### [Aufgabe und Vorgaben]
Kopiere aus dem Auszug über den Prozess alles von „Nicht nur, daß“ bis hinunter zu „Farid Guendoul gestellt.“ Wort für Wort.

### [Auszug]
::::
Falls jemals jemand geglaubt haben sollte, dieser Prozess könnte
eine "erzieherische Wirkung" auf die Täter haben, sollte er oder
sie inzwischen etliche Male eines Besseren belehrt worden sein.
Nicht nur, daß sich die Angeklagten und einige Verteidiger
zuweilen herzlich amüsieren, z.T. geben Angeklagte ihre Gesinnung
ganz offen zu erkennen. Da trägt die Bomberjacke schon mal einen
"Nationaler Widerstand"-Aufnäher. Drei der Angeklagten waren in
Guben an den rechtsextremen Ausschreitungen zu Silvester
beteiligt, zwei wurden im März bei der Schändung des Gedenksteins
für Farid Guendoul gestellt.
Farid Guendoul ist tot, die beiden Überlebenden der Hetzjagd sind
durch die traumatischen Erlebnisse in ihrem Leben sehr
eingeschränkt. Im Leben der Täter hat sich bis auf ein paar
lästige Gerichtstermine nicht viel geändert. Ihr soziales Umfeld
gibt ihnen Unterstützung und im Einzelfall dürfte die
Verteidigung durch Wolfram Nahrath, einen exponierten Vertreter
der rechtsextremen NPD, für den Täter sogar eine Aufwertung, eine
positive Bestätigung seiner Tat bedeuten. Es war für die 11
Angeklagten normal, einen Menschen zu jagen. Und diese Normalität
wurde nicht gebrochen.
Wir stellen uns nicht in die Reihe derer, die angesichts der Art
und Weise dieses Gerichtsverfahrens einen kurzen Prozess, eine
Verschärfung des Strafrechts fordern. Beschuldigte haben in einem
Strafprozess Rechte und die sollen sie ausüben - auch wenn das
Auftreten der Angeklagten und eines Teils ihrer Verteidiger nicht
hinzunehmen ist. Durch diesen Prozess wird nur einmal mehr
deutlich, daß sich die Auseinandersetzung mit Rechtsextremismus
und Rassismus nicht an die Justiz delegieren läßt. Der Tod Farid
Guendouls kann nur schwerlich im Gerichtssaal aufgearbeitet
werden.
Es gibt nicht wenige, die sich von einem Urteil erhoffen, einen
Schlußstrich ziehen, wieder zur Tagesordnung übergehen zu können.
::::
### [Vorliegende Angaben]
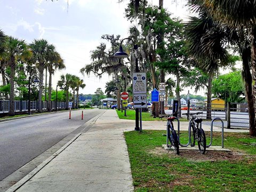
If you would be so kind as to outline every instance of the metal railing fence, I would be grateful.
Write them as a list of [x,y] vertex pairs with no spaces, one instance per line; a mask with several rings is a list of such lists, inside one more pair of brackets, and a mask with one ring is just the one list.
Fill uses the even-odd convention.
[[[28,110],[28,101],[14,101],[14,108],[15,112],[27,111]],[[42,101],[42,110],[47,110],[47,101]],[[66,102],[57,102],[57,109],[65,109]],[[38,109],[38,102],[30,101],[30,111]],[[52,102],[52,109],[55,109],[55,101]],[[0,100],[0,113],[8,113],[10,111],[9,100]]]

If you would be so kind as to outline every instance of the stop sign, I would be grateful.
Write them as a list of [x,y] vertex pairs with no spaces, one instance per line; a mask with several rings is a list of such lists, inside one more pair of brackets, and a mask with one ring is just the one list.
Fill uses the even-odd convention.
[[122,92],[121,99],[122,100],[127,100],[129,98],[128,92]]

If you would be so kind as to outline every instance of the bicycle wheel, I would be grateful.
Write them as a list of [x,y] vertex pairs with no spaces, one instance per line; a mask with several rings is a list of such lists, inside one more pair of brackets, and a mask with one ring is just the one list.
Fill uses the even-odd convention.
[[177,155],[180,154],[180,150],[179,147],[179,139],[178,138],[177,133],[176,131],[173,130],[172,131],[172,135],[173,139],[173,146],[174,146],[175,153]]
[[190,127],[190,138],[189,139],[190,140],[190,146],[194,147],[195,146],[195,142],[196,142],[196,134],[195,134],[195,127],[194,127],[193,124],[191,124]]
[[[170,126],[170,125],[169,125]],[[172,147],[172,139],[171,138],[171,133],[170,133],[170,127],[168,127],[168,130],[167,130],[167,137],[168,138],[168,140],[170,141],[170,145],[169,145],[169,146],[167,146],[169,147],[169,146]]]
[[205,138],[205,134],[202,129],[200,129],[198,134],[198,149],[201,153],[204,154],[206,150],[206,139]]

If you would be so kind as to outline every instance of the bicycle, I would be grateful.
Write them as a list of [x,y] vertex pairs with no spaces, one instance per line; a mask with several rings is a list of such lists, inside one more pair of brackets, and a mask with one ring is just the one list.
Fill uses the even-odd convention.
[[173,123],[173,120],[174,120],[176,118],[173,116],[175,114],[178,114],[179,113],[175,113],[172,114],[164,115],[159,118],[167,117],[167,124],[166,124],[167,137],[171,143],[170,146],[167,146],[168,147],[170,147],[170,149],[168,151],[168,153],[169,153],[170,150],[171,150],[171,147],[172,147],[172,146],[174,146],[175,153],[176,153],[176,154],[179,155],[180,154],[179,147],[179,137],[178,136],[177,133],[176,133],[176,131],[174,130]]
[[[206,139],[205,138],[205,133],[203,129],[199,127],[199,124],[202,123],[203,119],[201,118],[196,117],[197,115],[202,114],[203,112],[197,112],[195,113],[185,113],[182,115],[190,115],[192,116],[190,119],[190,137],[189,142],[191,143],[191,147],[195,145],[196,140],[197,141],[198,145],[198,149],[200,153],[204,154],[206,150]],[[191,132],[192,130],[192,132]],[[191,137],[193,137],[193,143],[191,142]]]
::::
### [Deine Antwort]
Nicht nur, daß sich die Angeklagten und einige Verteidiger
zuweilen herzlich amüsieren, z.T. geben Angeklagte ihre Gesinnung
ganz offen zu erkennen. Da trägt die Bomberjacke schon mal einen
"Nationaler Widerstand"-Aufnäher. Drei der Angeklagten waren in
Guben an den rechtsextremen Ausschreitungen zu Silvester
beteiligt, zwei wurden im März bei der Schändung des Gedenksteins
für Farid Guendoul gestellt.